# Please help me with my essay



## Reeksta (Dec 10, 2014)

Hi guys. As part of my first wing chun assessment I will have to write an essay on chung seen. Thus far I know that this is the vertical centrline running through the body, that many of the most vulnerable targets on the body are on it . . . and that's about it.
Any input in terms of what would be good areas to research, or insight into the importance of chung seen from a wing chun perspective would be greatly appreciated. I won't be taking the assessment for a couple of months yet so I have a lot of time to read up but don't really know where to start.
Thanks
Reeksta


----------



## Danny T (Dec 10, 2014)

Reeksta said:


> Hi guys. As part of my first wing chun assessment I will have to write an essay on chung seen. Thus far I know that this is the vertical centrline running vertically through the body, that many of the most vulnerable targets on the body are on it . . . and that's about it.
> Any input in terms of what would be good areas to research, or insight into the importance of chung seen from a wing chun perspective would be greatly appreciated. I won't be taking the assessment for a couple of months yet so I have a lot of time to read up but don't really know where to start.
> Thanks
> Reeksta


I learned the term as:
Jung sin; centerline or centerline plane
Have you not learned the lines or is this a research your instructor is requiring you to do on your own?


----------



## kung fu fighter (Dec 10, 2014)

Deadly Pressure Points Dim Mak Centreline Theory Practical Self Defence DVD


----------



## Reeksta (Dec 10, 2014)

Danny T said:


> I learned the term as:
> Jung sin; centerline or centerline plane
> Have you not learned the lines or is this a research your instructor is requiring you to do on your own?

**PROBLEM 1**
Answer these questions about the thread on the wing chun essay:
(a) According to Reeksta's first post, what two things does Reeksta already know about chung seen?
(b) What form of the term does Danny T say he learned, and what does he give as its meaning?
(c) How long does Reeksta say it will be before the assessment?
**PROBLEM 2**
List every username that appears as the author of a post in the thread.
The material that comes after this has no connection to the thread.

(Records excerpted from a collection)

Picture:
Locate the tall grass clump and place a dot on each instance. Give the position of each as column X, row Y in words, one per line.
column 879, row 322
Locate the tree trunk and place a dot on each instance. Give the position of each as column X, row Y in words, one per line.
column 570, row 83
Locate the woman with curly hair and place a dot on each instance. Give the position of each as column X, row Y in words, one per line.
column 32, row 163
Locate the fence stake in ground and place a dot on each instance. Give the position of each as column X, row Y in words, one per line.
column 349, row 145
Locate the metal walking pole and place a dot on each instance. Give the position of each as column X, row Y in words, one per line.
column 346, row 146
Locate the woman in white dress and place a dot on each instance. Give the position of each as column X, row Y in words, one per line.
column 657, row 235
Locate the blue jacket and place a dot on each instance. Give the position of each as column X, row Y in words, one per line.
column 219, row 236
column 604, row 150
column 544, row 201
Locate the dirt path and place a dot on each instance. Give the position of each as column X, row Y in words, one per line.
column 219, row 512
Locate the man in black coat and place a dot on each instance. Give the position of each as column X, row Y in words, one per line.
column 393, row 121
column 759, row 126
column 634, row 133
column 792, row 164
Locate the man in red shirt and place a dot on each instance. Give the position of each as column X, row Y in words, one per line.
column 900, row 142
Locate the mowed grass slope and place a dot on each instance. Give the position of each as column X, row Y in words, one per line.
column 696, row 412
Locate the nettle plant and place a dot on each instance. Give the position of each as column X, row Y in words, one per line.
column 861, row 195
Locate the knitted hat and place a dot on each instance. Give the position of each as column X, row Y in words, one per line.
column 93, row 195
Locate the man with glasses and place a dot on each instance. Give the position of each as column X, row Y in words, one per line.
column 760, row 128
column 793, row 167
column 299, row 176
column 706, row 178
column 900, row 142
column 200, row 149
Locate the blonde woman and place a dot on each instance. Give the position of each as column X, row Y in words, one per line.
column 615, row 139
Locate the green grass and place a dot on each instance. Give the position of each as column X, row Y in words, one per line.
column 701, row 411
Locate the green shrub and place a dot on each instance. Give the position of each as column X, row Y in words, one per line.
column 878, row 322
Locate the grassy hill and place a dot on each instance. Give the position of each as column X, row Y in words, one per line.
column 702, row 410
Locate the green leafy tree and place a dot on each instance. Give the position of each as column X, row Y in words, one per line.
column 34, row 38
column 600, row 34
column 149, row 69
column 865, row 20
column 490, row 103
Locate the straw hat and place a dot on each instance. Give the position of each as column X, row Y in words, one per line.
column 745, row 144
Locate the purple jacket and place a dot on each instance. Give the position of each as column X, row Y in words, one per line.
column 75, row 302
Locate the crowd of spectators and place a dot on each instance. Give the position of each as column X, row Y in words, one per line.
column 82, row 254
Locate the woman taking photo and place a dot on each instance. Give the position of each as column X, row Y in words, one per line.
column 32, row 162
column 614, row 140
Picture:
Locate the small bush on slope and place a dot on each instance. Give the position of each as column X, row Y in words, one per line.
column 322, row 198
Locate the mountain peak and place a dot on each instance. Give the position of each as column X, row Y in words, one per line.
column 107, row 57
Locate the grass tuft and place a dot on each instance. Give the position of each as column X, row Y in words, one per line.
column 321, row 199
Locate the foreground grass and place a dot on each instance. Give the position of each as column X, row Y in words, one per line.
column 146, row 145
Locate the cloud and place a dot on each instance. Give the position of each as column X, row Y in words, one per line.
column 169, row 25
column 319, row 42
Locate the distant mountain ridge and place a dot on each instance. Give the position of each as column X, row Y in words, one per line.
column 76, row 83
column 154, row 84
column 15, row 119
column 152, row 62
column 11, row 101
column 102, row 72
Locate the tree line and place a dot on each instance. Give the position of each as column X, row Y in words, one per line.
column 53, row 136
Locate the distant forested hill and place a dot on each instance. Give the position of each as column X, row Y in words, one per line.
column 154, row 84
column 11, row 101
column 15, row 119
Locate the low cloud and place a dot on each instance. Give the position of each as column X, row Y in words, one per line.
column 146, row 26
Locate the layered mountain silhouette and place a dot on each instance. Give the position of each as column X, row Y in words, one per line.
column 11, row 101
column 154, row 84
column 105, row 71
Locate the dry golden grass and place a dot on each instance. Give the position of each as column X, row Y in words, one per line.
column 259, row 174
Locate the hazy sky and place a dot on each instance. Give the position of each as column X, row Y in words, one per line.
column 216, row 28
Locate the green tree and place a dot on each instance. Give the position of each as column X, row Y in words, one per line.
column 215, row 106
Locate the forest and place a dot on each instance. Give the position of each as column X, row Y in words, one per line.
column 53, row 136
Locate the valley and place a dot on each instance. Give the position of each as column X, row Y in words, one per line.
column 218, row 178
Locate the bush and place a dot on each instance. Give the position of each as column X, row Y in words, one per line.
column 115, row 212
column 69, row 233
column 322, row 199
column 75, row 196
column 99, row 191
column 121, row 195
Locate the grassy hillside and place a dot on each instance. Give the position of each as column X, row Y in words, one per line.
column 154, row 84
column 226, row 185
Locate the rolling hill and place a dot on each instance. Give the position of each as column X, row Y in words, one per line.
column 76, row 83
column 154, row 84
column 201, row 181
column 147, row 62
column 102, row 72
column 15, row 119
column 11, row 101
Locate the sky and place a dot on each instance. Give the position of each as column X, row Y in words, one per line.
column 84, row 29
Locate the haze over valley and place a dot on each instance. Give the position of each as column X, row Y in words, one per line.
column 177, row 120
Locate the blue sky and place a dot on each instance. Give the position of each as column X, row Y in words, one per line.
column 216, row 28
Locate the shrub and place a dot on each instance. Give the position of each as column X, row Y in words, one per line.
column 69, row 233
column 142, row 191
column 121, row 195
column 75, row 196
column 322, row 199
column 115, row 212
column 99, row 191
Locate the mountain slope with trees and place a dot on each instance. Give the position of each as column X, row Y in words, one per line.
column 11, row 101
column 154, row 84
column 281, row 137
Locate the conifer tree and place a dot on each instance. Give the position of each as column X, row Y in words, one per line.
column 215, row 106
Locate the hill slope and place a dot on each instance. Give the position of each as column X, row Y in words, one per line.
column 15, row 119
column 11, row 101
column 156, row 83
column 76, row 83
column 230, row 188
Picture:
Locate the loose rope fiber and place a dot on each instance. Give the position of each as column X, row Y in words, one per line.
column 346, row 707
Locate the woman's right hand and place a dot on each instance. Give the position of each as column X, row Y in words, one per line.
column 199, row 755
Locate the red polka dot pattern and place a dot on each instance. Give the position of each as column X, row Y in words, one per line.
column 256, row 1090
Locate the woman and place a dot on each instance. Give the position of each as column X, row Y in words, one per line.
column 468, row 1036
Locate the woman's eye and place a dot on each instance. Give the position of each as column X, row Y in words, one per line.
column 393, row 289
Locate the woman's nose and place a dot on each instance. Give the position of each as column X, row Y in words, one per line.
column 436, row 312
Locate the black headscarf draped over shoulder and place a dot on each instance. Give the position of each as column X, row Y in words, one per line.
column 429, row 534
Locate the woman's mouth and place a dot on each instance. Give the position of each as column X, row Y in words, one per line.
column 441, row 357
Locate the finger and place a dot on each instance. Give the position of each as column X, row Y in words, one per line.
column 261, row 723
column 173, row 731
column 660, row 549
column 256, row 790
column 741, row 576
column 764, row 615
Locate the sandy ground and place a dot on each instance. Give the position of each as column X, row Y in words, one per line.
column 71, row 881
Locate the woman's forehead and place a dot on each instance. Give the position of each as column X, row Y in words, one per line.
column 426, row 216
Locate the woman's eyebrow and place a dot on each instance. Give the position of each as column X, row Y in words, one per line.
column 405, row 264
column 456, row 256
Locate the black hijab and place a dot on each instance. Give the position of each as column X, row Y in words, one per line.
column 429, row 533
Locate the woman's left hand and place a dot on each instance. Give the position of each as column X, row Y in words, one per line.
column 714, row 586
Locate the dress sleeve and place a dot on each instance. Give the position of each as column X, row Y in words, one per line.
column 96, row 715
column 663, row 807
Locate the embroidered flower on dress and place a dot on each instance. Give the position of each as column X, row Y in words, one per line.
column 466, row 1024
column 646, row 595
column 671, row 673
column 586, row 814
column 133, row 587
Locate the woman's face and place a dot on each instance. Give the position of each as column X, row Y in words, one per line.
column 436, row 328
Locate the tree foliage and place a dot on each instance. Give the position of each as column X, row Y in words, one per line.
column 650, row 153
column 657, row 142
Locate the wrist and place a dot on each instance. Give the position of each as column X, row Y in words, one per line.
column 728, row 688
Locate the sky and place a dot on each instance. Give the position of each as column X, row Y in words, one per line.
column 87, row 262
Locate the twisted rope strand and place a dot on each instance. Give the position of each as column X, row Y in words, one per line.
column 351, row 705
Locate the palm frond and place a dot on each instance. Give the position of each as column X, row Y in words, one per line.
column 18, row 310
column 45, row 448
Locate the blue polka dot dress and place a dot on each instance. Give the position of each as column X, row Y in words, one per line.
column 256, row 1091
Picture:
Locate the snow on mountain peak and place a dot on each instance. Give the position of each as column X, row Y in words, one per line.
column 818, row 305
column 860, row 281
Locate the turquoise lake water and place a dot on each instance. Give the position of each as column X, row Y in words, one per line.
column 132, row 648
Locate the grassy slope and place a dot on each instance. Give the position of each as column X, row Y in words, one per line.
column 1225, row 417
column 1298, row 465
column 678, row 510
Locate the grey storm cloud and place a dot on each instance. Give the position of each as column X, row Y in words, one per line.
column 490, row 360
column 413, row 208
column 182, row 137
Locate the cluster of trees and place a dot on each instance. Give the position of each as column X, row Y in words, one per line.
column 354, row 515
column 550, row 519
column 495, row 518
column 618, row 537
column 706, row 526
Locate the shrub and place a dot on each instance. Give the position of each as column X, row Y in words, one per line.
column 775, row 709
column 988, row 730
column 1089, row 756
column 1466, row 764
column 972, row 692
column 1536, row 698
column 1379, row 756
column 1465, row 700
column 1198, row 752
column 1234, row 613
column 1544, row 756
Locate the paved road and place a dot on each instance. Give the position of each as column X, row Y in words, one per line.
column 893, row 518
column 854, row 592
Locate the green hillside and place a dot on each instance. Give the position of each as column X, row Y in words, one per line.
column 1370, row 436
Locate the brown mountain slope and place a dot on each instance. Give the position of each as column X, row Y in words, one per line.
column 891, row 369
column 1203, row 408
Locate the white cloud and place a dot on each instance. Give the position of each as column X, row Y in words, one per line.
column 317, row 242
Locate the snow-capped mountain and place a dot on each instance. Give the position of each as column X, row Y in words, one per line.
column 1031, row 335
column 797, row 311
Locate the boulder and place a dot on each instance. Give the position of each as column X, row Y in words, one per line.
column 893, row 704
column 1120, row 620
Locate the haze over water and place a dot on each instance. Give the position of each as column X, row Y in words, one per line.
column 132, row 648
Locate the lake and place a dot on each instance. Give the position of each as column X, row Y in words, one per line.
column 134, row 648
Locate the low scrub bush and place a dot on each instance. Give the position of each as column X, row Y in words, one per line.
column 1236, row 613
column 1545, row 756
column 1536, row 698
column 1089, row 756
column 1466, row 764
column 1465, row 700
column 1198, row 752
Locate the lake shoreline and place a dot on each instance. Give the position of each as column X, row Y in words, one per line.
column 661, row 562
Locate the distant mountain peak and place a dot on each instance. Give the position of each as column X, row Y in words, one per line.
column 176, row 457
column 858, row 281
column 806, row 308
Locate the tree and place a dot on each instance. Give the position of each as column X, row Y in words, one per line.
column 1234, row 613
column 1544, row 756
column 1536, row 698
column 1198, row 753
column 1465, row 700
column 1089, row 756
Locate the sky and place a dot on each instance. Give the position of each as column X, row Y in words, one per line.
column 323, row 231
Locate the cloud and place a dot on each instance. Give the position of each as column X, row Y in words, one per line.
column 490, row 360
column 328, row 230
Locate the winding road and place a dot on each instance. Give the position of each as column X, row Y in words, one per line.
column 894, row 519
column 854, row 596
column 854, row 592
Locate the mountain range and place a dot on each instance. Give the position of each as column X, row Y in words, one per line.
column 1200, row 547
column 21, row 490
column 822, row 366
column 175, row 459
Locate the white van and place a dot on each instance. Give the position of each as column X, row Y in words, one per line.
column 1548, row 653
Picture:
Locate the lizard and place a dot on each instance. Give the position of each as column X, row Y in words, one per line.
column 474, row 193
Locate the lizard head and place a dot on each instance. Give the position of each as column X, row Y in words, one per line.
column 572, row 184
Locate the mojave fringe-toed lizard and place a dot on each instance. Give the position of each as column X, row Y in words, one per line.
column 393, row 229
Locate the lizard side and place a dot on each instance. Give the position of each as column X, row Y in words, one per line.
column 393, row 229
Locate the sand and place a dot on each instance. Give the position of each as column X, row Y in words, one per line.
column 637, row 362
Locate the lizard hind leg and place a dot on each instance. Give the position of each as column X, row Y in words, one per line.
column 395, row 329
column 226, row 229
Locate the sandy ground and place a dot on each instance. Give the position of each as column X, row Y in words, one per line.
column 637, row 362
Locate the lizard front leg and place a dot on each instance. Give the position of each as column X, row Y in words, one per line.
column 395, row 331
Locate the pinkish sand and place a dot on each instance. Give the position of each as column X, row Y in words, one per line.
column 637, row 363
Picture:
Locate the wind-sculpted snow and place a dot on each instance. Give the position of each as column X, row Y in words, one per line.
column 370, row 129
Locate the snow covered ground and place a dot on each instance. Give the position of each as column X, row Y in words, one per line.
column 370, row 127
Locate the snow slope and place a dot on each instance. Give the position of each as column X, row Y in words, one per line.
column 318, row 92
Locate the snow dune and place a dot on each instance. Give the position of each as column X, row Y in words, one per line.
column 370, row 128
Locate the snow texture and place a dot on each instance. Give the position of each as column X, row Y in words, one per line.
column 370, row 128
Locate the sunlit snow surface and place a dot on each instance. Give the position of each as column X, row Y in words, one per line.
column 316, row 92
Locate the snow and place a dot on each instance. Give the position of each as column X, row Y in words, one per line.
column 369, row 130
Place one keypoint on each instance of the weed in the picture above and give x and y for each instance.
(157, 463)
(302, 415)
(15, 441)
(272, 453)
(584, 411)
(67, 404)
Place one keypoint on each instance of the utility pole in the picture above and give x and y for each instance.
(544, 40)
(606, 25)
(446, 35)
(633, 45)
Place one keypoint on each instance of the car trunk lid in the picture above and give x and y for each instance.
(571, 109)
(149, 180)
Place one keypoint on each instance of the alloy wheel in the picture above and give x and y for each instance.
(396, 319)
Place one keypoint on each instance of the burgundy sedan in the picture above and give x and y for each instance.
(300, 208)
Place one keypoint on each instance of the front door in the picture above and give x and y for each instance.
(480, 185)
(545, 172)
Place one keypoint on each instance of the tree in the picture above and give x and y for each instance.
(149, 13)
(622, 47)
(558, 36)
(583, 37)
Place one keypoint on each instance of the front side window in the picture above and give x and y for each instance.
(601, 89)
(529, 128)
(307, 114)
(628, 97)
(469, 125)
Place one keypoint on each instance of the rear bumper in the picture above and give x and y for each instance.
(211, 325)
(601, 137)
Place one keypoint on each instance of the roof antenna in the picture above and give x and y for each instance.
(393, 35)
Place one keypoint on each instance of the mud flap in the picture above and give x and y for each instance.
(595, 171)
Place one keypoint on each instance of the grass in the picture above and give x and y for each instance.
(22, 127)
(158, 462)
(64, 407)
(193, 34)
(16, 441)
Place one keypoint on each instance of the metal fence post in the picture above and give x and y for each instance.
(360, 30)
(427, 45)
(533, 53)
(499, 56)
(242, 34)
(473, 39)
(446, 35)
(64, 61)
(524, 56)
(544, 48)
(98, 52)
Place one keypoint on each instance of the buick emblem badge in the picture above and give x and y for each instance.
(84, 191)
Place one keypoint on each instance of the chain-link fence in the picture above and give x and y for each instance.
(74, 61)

**EXERCISE ANSWER 1**
(a) It is the vertical centerline running through the body, and many of the most vulnerable targets on the body lie on it.
(b) "Jung sin," meaning centerline or centerline plane.
(c) A couple of months.

**EXERCISE ANSWER 2**
Reeksta
Danny T
kung fu fighter